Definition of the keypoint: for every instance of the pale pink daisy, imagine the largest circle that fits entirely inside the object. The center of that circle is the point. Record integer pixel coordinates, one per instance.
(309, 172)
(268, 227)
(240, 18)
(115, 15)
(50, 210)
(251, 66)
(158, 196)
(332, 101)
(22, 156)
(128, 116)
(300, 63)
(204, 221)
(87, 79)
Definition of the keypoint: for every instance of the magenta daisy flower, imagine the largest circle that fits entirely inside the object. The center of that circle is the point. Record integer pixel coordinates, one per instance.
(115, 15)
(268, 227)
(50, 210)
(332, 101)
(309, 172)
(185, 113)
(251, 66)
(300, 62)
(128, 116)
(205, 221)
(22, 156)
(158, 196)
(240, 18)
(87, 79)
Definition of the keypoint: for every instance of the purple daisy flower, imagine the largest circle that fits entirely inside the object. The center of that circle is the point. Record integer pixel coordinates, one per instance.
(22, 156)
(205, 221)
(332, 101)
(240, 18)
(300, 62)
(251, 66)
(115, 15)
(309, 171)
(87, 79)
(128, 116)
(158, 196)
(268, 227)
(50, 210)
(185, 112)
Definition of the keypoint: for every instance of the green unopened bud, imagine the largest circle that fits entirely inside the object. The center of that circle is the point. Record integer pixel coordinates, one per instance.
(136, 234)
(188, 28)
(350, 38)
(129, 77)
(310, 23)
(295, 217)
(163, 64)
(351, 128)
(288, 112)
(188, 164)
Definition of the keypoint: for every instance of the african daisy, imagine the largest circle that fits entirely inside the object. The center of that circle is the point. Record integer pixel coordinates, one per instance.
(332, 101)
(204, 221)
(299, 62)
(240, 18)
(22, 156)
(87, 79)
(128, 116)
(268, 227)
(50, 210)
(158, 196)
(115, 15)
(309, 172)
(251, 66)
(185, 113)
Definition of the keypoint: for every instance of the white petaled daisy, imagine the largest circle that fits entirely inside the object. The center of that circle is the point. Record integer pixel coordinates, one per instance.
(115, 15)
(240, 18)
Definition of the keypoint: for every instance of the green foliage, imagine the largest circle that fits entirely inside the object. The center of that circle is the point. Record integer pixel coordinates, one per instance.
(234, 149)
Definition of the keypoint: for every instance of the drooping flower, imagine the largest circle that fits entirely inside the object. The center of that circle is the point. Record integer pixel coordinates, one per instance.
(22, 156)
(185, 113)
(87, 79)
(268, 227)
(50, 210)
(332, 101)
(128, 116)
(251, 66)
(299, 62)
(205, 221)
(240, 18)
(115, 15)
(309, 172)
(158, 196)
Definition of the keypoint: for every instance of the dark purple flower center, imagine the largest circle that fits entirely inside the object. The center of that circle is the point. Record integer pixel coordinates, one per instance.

----

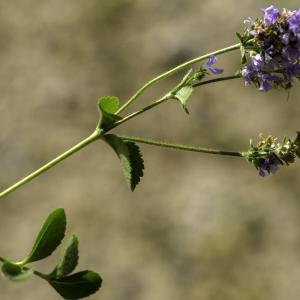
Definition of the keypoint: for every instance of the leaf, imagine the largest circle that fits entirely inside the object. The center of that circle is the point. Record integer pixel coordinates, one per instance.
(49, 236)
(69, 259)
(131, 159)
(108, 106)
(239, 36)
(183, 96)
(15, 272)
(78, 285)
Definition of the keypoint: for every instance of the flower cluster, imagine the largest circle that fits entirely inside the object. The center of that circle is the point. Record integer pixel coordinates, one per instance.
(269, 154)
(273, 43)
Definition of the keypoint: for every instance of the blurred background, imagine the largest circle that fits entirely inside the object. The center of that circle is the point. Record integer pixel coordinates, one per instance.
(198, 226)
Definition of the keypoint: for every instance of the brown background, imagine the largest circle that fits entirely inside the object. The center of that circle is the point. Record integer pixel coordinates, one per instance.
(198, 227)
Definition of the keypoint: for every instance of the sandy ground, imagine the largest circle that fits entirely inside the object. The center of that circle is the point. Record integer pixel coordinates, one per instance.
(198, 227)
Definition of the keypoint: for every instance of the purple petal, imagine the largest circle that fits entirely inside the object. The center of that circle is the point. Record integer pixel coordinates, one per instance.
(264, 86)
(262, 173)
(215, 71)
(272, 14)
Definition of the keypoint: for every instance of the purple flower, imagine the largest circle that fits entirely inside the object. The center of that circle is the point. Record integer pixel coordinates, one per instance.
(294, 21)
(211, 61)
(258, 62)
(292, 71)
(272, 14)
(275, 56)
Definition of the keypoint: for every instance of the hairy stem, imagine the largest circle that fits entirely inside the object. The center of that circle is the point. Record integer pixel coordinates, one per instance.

----

Write down again, exactly as given, only the lines above that fall from the line with "purple petal, imagine" to the line with "Definition of the keypoint: for every instance of the hairy", inclusive.

Definition of the keypoint: for every instance of the purple petal, imagine the largest circle that fits entirely inside the object. The center of that circle is the point. Record integer pixel coordinates, one per instance.
(264, 86)
(262, 173)
(215, 71)
(272, 14)
Definition of the keypoint: for every instance of the purple flower, imagine the largest circle that fits entirely inside the object. The center of that circle is the point. Record integer pixel coordinates, one per instance.
(294, 21)
(211, 61)
(258, 62)
(292, 71)
(272, 14)
(275, 56)
Definition of the keypoint: for every instance of the hairy stem, imagine the largest circle that fits entirely inside the object. The center of that circle is the point. Record integer pixel coordinates, one per instance.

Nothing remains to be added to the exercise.